— Start Extracted information —
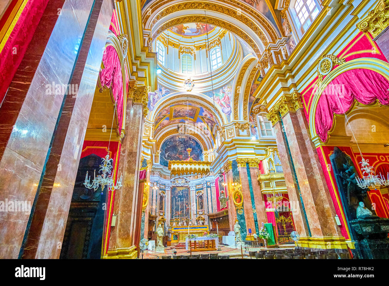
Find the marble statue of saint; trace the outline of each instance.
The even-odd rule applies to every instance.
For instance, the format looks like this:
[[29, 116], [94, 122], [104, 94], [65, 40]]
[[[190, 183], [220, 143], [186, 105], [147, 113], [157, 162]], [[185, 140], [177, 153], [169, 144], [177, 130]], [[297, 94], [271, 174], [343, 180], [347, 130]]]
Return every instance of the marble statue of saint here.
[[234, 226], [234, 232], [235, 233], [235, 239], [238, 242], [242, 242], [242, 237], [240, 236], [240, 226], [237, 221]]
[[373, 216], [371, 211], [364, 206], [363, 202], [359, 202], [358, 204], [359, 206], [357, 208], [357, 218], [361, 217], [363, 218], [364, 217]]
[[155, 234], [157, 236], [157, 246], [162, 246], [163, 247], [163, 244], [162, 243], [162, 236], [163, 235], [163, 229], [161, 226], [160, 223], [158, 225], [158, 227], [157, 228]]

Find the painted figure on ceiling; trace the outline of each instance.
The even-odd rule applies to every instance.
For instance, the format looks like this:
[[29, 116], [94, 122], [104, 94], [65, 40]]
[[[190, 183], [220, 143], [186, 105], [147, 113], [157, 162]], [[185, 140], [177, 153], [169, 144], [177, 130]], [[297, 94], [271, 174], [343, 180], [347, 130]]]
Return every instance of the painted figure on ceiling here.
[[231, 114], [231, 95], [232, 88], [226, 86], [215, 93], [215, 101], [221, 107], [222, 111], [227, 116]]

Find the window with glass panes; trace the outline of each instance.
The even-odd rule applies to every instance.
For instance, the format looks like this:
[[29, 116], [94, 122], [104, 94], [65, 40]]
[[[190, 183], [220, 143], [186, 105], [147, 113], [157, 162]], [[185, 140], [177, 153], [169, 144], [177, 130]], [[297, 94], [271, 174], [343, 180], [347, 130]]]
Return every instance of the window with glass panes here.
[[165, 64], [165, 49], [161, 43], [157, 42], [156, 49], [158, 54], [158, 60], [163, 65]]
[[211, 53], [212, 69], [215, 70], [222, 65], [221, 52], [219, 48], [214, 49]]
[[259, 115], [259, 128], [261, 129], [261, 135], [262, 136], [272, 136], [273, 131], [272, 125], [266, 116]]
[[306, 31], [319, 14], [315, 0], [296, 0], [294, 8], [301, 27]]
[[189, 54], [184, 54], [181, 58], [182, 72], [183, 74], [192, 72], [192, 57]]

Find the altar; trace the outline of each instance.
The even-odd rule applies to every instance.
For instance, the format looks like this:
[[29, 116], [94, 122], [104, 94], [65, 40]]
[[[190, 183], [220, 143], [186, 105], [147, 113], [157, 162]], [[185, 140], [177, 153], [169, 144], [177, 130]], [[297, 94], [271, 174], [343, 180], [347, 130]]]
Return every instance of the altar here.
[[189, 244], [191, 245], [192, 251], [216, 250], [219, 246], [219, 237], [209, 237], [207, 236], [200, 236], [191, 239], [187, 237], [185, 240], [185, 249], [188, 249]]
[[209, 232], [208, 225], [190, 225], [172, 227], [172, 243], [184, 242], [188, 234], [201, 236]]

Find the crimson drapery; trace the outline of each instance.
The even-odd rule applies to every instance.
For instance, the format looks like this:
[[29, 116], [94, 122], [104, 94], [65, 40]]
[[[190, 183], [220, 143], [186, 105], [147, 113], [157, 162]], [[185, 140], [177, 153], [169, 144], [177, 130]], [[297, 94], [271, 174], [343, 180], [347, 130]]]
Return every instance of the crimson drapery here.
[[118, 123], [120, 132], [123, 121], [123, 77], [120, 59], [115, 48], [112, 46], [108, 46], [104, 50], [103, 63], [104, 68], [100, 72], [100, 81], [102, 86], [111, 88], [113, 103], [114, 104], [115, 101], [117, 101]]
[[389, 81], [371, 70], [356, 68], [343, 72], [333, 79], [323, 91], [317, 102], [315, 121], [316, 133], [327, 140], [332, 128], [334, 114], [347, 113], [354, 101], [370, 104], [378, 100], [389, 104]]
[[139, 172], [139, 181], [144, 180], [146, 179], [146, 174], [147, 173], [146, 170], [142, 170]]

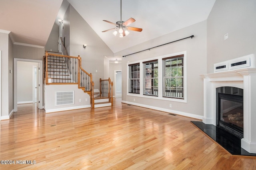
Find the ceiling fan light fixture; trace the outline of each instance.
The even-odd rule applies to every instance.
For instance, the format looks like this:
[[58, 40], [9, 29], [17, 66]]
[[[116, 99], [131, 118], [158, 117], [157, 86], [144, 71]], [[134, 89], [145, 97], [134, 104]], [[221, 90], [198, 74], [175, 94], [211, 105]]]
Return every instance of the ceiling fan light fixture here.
— End Extracted information —
• Requirement
Reproduce the material above word for word, every line in the same order, but leave out the pictures.

• Reply
Find the marble statue of saint; trace the outline of each instance.
The even-odd rule applies to every instance.
For instance, the format looks like this:
[[29, 116], [94, 122], [104, 94], [65, 40]]
[[[190, 183], [220, 143], [186, 105], [147, 113], [157, 162]], [[185, 140], [177, 153], [169, 144], [177, 130]], [[297, 94], [271, 174], [343, 180], [347, 130]]]
Return every instance of the marble statue of saint here.
[[234, 226], [234, 232], [235, 233], [235, 239], [238, 242], [242, 242], [242, 237], [240, 236], [240, 226], [237, 221]]
[[373, 216], [371, 211], [364, 206], [363, 202], [359, 202], [358, 204], [359, 206], [357, 208], [357, 218], [361, 217], [363, 218], [364, 217]]
[[155, 234], [157, 236], [157, 246], [162, 246], [163, 247], [163, 244], [162, 243], [162, 236], [163, 235], [163, 229], [161, 226], [160, 223], [158, 225], [158, 227], [157, 228]]

Find the painted figure on ceiling; trace the outline of each instance.
The even-odd rule applies to every instance.
For instance, the format looks like this:
[[29, 116], [94, 122], [104, 94], [65, 40]]
[[[190, 183], [220, 143], [186, 105], [147, 113], [157, 162]], [[185, 140], [177, 153], [169, 144], [177, 130]], [[297, 94], [271, 174], [343, 180], [347, 130]]]
Return every instance of the painted figure on ceiling here.
[[231, 114], [231, 95], [232, 88], [226, 86], [215, 93], [215, 101], [221, 107], [222, 111], [227, 116]]

Find the window with glass panes; trace the outline of each instance.
The even-odd rule applies to every instance.
For instance, the format looks like this:
[[29, 116], [94, 122], [104, 94], [65, 40]]
[[[190, 183], [220, 143], [186, 105], [147, 113], [157, 162]], [[185, 140], [177, 153], [169, 144], [177, 130]], [[297, 94], [271, 174], [343, 180], [347, 130]]]
Return every instance of the window with glass panes here.
[[165, 64], [165, 49], [161, 43], [157, 42], [156, 49], [158, 54], [158, 60], [163, 65]]
[[211, 53], [212, 69], [215, 70], [222, 65], [221, 52], [219, 48], [214, 49]]
[[259, 115], [259, 128], [261, 129], [261, 135], [262, 136], [272, 136], [273, 131], [272, 125], [266, 116]]
[[306, 31], [319, 14], [315, 0], [296, 0], [294, 8], [301, 27]]
[[189, 54], [184, 54], [181, 58], [182, 72], [183, 74], [192, 72], [192, 57]]

Find the altar; trace the outline of each instance.
The even-odd rule applies to every instance.
For instance, the format looks like this:
[[29, 116], [94, 122], [104, 94], [65, 40]]
[[[190, 183], [220, 143], [186, 105], [147, 113], [157, 162]], [[185, 140], [177, 153], [169, 144], [177, 130]], [[297, 94], [271, 174], [343, 180], [347, 130]]]
Return every instance of the altar here.
[[189, 244], [191, 245], [192, 251], [216, 250], [219, 246], [219, 237], [209, 237], [207, 236], [200, 236], [191, 239], [187, 237], [185, 240], [185, 249], [188, 249]]
[[209, 232], [208, 225], [190, 225], [172, 227], [172, 243], [184, 242], [188, 234], [201, 236]]

Find the crimson drapery; trace the outline of each instance.
The even-odd rule applies to every instance.
For instance, the format looks like this:
[[29, 116], [94, 122], [104, 94], [65, 40]]
[[[190, 183], [220, 143], [186, 105], [147, 113], [157, 162]], [[185, 140], [177, 153], [169, 144], [177, 130]], [[297, 94], [271, 174], [343, 180], [347, 130]]]
Return every instance of the crimson drapery here.
[[118, 123], [120, 132], [123, 121], [123, 77], [120, 59], [115, 48], [112, 46], [108, 46], [104, 50], [103, 63], [104, 68], [100, 72], [100, 81], [102, 86], [111, 88], [113, 103], [114, 104], [115, 101], [117, 101]]
[[389, 81], [371, 70], [356, 68], [343, 72], [333, 79], [323, 91], [317, 102], [315, 121], [316, 133], [327, 140], [332, 128], [334, 114], [347, 113], [354, 101], [370, 104], [378, 100], [389, 104]]
[[139, 172], [139, 181], [144, 180], [146, 179], [146, 174], [147, 173], [146, 170], [142, 170]]

Find the ceiling fan light fixture; trace the outline of each instance.
The even-odd rule applies to every instance.
For instance, the format looks like this:
[[58, 40], [9, 29], [17, 66]]
[[[116, 99], [131, 118], [158, 117], [157, 86], [144, 71]], [[134, 89], [145, 97], [134, 104]], [[221, 90], [198, 74], [175, 94], [211, 105]]]
Return every instance of the ceiling fan light fixture here.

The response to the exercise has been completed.